# 8 string...gauge???



## IdentityDevice (Mar 21, 2012)

Recently got an agile 8 string. Just wondering what everyone has been using and been satisfied as far as the low string is concerned. I have it tuned to a drop E tuning but its pretty floppy still. Its a 27.5" scale. A friend of mine has a 26.5" schecter and put a 90 g string on it and it felt great. Don't know if id need to go that thick or not though. I like a thick low string though. Just wanted to get some other opinions. Thanks a lot.


----------



## Winspear (Mar 21, 2012)

At that length I'd want to use an 85 for E. That would give the same (slightly more, actually) tension than my 25.5" 70 G# / 80 F#. Which is the same as a 49 in Eb, so pretty 'standard' tensions.


----------



## IdentityDevice (Mar 21, 2012)

Wait I was mistaken.....its a 28.625" scale. My bad lol.


----------



## Winspear (Mar 21, 2012)

Alright then, 80  Would give exactly the same as my 80 F#


----------



## IdentityDevice (Mar 21, 2012)

Ok. Great. Appreciate it man. Ill give that a shot.


----------



## Winspear (Mar 21, 2012)

Bare in mind it completely depends on preference ofcourse 

If you're using a standard set for the normal 6 strings, it might feel kind of loose. If you're using Super Slinkys or so it should be nice.


----------



## ziggystarpuff (Mar 21, 2012)

Curt Mangan has 9-84 8 sets. 9-46 plus a 64 and 84


----------



## IdentityDevice (Mar 22, 2012)

Def gonna look into that set. Thanx Ziggy!


----------



## IdentityDevice (Mar 22, 2012)

Went to guitar center to get strings for the 8 string. All they had were Ernie Balls: 10-74 (only because that's all they had lol). Got home, took the old strings off, put on the low string and it was a defective string or something cuz it was like it was only thick a part of the way and then got thinner around where it would be sitting on the first fret. And theeeeeeeen, the b string wasn't even long enough. Ugh! So now I gotta take em back and I now have no strings on my guitar. Wish I had more options. May just try ordering online from now on.


----------



## Winspear (Mar 23, 2012)

I doubt there's anything wrong with the strings - probably designed for the mass produced 8 strings i.e. 27" and 26.5". The taper to smaller size is a good thing but it should occur behind the nut.

Yeah, order online. You'll soon learn that ANYTHING bought from a store is a rip off  I'd highly recommend looking for something like a triple-pack deal on 6 string sets like 10-46 and then singles for the ~64 and ~84
Though that set posted above sounds pretty good.


----------



## JesterMasque (Mar 23, 2012)

Yeah, I just got my Agile yesterday and saw the same taper problem. I love the Ernie Ball 8-string pack, but that taper is a bitch... My 8th string won't intonate correctly because of it. D= I'm searching around juststrings.com, but I'm blind because I don't know what brands will have the taper so short. A little clue would be nice, can anyone provide?
━━━━━━━━
▸ **Things to do**:
**A)** According to the 8-string gauge thread, what gauges make up Curt Mangan's 9-84 eight-string set?
**B)** Carry on the 8-string gauge thread from its final post.

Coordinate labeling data
━━━━━━━━
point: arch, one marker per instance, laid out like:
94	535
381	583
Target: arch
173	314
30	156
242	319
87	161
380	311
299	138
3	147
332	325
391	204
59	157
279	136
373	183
━━━━━━━━
▸ **Task-by-task results**:
**A)** A 9-46 set plus a 64 and an 84.

**B)**
Also, personally I think the Ernie Ball 8-string pack is great for it. I actually went 1/2 step down to alleviate some of the tension from the long-scale. Only when I drop to D# do I feel like the .074 can't handle it, but with a string that is correctly seated in the nut I bet it would feel ten times better.


----------



## toecutter (Mar 23, 2012)

IdentityDevice said:


> Went to guitar center to get strings for the 8 string. All they had were Ernie Balls: 10-74 (only because that's all they had lol). Got home, took the old strings off, put on the low string and it was a defective string or something cuz it was like it was only thick a part of the way and then got thinner around where it would be sitting on the first fret. And theeeeeeeen, the b string wasn't even long enough. Ugh! So now I gotta take em back and I now have no strings on my guitar. Wish I had more options. May just try ordering online from now on.



I just went to guitar center to get a .060 which of course they didn't have. The sales guy was just talking about someone with an agile who returned the E.B. 8 string set. Must have been you.


----------



## IdentityDevice (Mar 23, 2012)

Haha yeah I tried to take em back and the guy was having a hard time looking up/finding any baritone 8 string sets and I had to be at work so im just gonna take em back and order some online. Its a good thing though cuz I want a thicker string than a 74 which is all they had so. So is juststrings.com the place to go or is there a better site to order from or?


----------



## Winspear (Mar 24, 2012)

I know D'addarios length is fine.


----------



## insanebassninja (Feb 13, 2014)

I use a six string guitar and use a 70 for my F# and Low B. it feels fine to me. I forgot what brand it is those.


----------



## NorCal_Val (Feb 14, 2014)

Circle K strings.
Try 'em.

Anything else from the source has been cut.